## Start

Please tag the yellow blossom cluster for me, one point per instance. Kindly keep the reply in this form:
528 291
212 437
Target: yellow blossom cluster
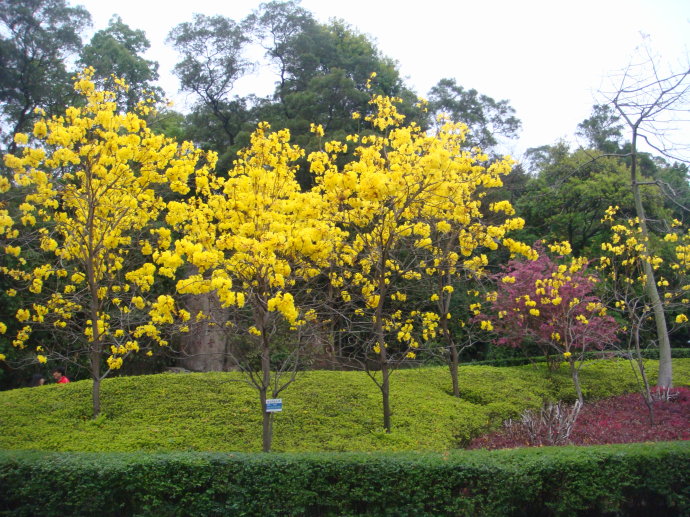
93 181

## End

*Do this:* Reproduce the records verbatim, omitting all images they contain.

*Answer to the task:*
Please tag the yellow blossom cluster for me, one point per instance. Kindly keep the reply in this form:
528 291
212 437
Target: yellow blossom cluster
93 181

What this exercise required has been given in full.